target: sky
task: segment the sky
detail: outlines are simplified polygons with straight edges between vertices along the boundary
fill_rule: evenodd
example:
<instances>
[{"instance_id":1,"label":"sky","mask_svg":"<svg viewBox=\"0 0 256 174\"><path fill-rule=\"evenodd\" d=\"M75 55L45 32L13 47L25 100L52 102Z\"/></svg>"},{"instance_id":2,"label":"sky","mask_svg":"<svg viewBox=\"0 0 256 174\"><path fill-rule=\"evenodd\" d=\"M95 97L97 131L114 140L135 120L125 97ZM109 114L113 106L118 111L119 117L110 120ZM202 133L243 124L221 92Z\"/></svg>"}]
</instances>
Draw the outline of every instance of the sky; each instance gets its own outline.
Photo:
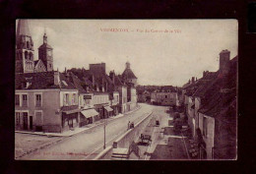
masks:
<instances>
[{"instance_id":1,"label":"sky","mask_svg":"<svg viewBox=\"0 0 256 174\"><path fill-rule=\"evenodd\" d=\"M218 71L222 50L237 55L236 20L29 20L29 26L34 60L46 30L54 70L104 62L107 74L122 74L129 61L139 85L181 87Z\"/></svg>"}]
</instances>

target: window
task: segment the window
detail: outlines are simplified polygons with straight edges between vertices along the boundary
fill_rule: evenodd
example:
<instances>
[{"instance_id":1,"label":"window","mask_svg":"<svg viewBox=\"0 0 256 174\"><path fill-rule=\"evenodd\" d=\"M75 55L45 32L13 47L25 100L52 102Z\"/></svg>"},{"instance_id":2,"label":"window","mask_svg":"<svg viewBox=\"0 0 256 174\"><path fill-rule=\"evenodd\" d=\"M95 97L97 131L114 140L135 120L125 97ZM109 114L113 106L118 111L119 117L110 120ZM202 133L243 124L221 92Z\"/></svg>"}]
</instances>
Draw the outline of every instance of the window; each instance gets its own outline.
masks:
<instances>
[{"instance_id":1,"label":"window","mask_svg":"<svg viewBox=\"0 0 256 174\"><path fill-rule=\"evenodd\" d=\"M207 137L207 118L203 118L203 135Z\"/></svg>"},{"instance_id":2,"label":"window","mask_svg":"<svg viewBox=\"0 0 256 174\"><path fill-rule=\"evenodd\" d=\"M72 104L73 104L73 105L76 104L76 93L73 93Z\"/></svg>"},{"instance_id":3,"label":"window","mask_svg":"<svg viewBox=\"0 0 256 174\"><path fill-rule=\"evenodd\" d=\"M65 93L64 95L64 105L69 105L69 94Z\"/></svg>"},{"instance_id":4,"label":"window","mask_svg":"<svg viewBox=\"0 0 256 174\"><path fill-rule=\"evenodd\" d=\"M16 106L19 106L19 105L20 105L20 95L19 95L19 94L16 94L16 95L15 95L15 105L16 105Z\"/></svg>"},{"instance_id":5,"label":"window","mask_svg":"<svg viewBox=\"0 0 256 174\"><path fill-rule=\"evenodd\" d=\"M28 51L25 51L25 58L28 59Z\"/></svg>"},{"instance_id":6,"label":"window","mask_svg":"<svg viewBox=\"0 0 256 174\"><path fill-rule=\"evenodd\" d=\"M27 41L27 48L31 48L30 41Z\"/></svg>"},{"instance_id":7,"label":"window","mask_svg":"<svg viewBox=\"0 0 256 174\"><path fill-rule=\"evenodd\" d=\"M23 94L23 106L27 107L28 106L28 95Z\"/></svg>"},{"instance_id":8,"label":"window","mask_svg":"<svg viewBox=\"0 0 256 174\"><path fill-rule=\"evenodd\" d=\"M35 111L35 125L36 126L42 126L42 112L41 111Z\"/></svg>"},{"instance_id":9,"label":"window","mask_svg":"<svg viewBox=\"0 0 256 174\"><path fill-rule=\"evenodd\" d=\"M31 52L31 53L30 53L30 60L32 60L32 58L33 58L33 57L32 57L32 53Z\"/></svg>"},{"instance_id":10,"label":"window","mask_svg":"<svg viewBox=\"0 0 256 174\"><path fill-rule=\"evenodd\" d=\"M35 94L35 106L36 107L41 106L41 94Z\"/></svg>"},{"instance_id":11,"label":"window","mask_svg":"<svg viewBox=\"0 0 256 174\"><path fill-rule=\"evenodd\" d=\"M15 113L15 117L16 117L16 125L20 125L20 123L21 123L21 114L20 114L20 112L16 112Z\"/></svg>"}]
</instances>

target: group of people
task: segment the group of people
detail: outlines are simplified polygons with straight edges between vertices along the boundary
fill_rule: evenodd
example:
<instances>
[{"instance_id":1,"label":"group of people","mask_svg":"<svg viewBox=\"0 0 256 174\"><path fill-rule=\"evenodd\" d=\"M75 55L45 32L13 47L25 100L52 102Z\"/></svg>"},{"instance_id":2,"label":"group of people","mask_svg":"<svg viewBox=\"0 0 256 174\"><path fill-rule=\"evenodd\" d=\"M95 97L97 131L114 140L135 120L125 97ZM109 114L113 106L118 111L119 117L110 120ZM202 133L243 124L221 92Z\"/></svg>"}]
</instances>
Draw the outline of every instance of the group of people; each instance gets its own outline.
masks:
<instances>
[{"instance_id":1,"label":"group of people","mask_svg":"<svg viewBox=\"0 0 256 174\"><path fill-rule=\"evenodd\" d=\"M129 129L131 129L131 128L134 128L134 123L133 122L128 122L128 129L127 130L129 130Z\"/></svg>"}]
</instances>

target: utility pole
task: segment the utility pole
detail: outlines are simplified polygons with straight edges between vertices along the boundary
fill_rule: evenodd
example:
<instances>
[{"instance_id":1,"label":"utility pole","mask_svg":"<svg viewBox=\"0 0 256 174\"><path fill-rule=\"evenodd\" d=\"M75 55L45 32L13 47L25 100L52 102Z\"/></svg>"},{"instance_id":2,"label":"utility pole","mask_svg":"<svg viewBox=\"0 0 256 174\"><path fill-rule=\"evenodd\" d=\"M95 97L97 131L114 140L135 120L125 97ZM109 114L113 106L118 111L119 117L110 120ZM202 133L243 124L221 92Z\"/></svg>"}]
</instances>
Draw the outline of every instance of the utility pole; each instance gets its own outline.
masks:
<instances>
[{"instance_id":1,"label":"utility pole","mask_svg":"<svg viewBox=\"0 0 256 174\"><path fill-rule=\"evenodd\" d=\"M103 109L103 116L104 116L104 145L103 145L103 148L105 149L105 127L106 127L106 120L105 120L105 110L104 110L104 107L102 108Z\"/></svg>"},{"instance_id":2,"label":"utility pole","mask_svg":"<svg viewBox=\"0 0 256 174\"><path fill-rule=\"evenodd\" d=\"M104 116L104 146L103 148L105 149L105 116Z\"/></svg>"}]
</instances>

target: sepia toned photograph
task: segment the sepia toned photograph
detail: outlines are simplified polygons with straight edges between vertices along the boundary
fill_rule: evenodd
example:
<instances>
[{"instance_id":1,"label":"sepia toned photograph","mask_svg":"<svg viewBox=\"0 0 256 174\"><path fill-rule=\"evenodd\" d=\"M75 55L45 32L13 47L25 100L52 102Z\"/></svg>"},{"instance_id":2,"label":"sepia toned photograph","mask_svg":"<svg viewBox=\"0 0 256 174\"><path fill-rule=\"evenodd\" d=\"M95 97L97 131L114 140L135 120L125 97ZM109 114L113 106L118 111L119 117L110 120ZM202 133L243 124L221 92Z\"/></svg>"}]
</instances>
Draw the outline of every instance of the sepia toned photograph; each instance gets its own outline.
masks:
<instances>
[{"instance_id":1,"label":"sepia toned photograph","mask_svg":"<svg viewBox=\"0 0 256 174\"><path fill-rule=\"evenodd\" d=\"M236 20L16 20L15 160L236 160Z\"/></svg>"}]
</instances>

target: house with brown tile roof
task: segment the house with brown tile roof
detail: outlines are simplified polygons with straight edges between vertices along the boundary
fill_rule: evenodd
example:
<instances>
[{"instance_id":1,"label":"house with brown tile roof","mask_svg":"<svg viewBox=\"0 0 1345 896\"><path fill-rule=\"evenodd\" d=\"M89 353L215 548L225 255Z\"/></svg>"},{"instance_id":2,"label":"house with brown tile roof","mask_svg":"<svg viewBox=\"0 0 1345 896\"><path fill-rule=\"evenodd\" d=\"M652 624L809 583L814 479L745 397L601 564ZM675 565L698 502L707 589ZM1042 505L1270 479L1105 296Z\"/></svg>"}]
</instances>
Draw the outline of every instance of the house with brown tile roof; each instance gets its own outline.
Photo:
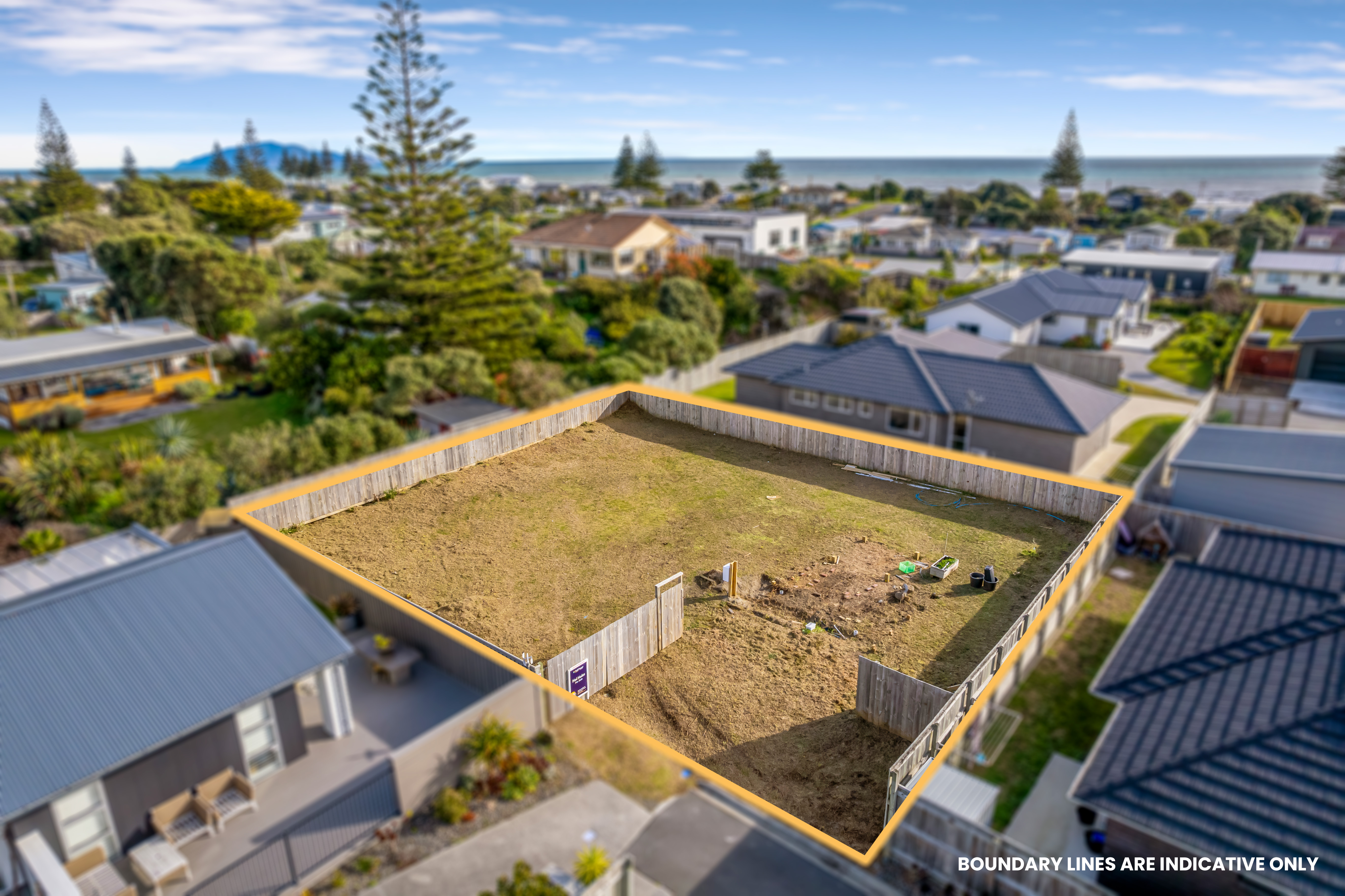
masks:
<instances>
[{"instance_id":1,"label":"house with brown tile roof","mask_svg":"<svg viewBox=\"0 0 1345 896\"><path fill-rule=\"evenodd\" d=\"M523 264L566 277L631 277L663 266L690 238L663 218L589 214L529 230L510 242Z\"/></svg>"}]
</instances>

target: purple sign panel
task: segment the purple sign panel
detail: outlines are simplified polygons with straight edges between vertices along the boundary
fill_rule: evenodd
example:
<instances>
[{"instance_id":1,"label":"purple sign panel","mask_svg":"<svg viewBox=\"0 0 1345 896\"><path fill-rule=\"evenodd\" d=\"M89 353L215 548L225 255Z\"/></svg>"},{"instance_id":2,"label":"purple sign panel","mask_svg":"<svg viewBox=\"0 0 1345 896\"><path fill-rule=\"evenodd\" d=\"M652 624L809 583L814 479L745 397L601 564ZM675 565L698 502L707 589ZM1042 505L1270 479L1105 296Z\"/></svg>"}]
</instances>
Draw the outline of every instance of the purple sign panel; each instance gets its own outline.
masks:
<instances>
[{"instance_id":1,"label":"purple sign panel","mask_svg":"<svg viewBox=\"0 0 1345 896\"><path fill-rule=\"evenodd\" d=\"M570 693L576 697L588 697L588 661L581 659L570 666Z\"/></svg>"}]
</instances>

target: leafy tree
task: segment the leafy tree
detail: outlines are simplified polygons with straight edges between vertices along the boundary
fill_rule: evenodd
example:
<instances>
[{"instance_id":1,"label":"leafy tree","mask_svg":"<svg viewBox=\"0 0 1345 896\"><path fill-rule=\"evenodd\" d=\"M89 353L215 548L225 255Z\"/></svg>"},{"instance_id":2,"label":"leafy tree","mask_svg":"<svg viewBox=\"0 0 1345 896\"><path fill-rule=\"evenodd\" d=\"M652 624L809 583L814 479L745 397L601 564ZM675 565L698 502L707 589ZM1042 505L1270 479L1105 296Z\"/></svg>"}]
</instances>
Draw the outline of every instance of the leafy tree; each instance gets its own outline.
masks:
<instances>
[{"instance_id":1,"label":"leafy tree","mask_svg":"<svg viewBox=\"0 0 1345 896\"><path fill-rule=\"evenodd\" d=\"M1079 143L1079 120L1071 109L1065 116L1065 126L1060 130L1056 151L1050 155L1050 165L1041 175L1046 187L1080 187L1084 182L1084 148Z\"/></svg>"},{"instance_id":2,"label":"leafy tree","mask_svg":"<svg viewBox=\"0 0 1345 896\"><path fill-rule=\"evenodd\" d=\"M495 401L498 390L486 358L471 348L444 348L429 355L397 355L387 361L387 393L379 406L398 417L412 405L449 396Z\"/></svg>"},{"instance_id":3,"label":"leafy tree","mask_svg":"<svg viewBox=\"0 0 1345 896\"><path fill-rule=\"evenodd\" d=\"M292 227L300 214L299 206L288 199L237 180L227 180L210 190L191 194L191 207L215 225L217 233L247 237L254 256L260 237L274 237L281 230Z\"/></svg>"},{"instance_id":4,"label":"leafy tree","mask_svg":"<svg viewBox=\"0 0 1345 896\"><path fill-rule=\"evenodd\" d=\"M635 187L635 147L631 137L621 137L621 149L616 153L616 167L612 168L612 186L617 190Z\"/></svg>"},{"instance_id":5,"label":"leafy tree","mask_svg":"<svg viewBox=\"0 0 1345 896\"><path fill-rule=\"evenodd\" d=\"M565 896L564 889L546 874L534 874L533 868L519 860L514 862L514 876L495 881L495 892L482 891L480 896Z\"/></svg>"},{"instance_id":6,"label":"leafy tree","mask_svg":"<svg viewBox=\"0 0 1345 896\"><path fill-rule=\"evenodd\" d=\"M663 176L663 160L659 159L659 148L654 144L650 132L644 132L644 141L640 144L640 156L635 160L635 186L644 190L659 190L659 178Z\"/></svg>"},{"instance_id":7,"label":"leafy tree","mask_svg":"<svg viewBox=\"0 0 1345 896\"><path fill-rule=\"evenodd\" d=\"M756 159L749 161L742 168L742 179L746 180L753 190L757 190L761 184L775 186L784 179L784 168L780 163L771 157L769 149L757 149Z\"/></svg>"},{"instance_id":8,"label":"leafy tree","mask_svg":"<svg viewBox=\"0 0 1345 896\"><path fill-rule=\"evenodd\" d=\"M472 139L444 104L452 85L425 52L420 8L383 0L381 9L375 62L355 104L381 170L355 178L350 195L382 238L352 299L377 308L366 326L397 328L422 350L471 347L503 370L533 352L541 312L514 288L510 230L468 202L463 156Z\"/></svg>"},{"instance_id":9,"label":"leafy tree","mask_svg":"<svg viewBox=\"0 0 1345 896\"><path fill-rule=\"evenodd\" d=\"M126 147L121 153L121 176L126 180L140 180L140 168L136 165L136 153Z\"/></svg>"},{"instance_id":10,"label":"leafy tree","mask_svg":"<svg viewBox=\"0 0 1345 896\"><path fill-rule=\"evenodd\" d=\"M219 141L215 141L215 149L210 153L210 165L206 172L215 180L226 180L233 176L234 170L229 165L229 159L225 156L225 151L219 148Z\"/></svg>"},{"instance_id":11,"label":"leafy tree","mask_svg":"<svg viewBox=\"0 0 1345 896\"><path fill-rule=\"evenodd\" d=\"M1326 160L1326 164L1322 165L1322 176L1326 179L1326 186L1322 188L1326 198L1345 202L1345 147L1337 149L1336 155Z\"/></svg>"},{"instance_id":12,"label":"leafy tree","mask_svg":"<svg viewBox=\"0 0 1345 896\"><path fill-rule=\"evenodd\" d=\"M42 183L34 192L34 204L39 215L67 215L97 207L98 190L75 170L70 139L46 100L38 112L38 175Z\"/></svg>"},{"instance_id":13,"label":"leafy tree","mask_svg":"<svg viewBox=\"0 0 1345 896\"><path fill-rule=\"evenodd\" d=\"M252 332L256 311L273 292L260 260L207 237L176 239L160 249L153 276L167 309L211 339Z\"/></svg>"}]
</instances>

-*-

• TASK OBJECTIVE
Please pick out and copy every line above that contains the word "segment".

• EXERCISE RESPONSE
task: segment the sky
task: segment the window
task: segment the group of people
task: segment the utility pole
task: segment the sepia toned photograph
task: segment the house with brown tile roof
task: segment the purple sign panel
task: segment the leafy tree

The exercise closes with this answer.